2. US9385897B2: "Methods and apparatus for adapting transmitter equalization coefficients based on receiver gain adaptation" (Priority Date: July 18, 2012). This patent explicitly teaches adaptive transmitter equalization using transmitter equalization coefficients. It describes methods for "adapting transmitter equalization coefficients" and "storing transmitter equalization coefficients in a memory." The abstract of US9385897B2 further states that adaptively setting transmit equalization coefficients can "reduce power consumed by a receive equalizer."

Rationale for Obviousness:

Problem: The background of US10877233 highlights the increasing difficulty in assuring robust performance for per-lane bit rates beyond 50 Gbps over distances more than a couple of meters, noting that "increased channel attenuation and dispersion necessitates increasing levels of equalization, to the point that receiver power consumption and dissipation may reach prohibitive levels." The invention proposes "preset transmit-side equalization to provide enhanced performance and/or to reduce receive-side equalization requirements."

Motivation to Combine: A PHOSITA designing or improving active Ethernet cables (as generally taught by WO2018161273A1) to handle higher data rates and longer distances would be keenly aware of the power consumption challenges associated with extensive receiver-side equalization. US9385897B2 directly addresses this problem by teaching the use of transmit-side equalization with adaptable coefficients as a means to reduce receiver equalizer power consumption.
_____
Goal of the exercise:
List every patent or patent publication number cited in the excerpt on transmitter equalization.

Location identification items
_____
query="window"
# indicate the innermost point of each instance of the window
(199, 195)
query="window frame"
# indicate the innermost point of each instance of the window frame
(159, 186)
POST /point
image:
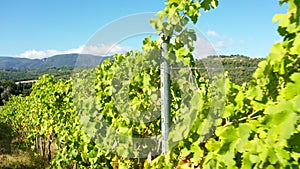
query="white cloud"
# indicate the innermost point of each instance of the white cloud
(99, 50)
(213, 34)
(203, 48)
(220, 44)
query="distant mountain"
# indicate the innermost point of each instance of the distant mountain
(65, 60)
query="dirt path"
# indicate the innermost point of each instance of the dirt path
(13, 154)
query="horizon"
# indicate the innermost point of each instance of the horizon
(44, 29)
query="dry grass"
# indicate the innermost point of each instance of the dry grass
(13, 153)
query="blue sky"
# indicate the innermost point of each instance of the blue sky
(36, 28)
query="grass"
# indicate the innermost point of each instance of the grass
(13, 153)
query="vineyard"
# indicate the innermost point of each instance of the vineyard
(109, 116)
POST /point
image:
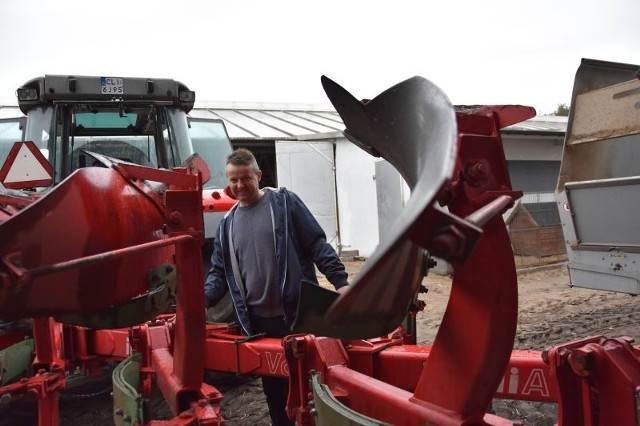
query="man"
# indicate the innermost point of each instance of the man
(264, 247)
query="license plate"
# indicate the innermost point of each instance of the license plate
(111, 85)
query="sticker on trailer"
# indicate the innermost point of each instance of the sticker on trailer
(112, 85)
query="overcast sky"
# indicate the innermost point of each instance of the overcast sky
(273, 51)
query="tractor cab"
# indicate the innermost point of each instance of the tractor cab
(70, 119)
(137, 120)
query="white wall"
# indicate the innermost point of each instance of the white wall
(532, 148)
(357, 200)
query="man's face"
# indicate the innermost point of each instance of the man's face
(243, 182)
_____
Exercise answer:
US9385897B2
US10877233
WO2018161273A1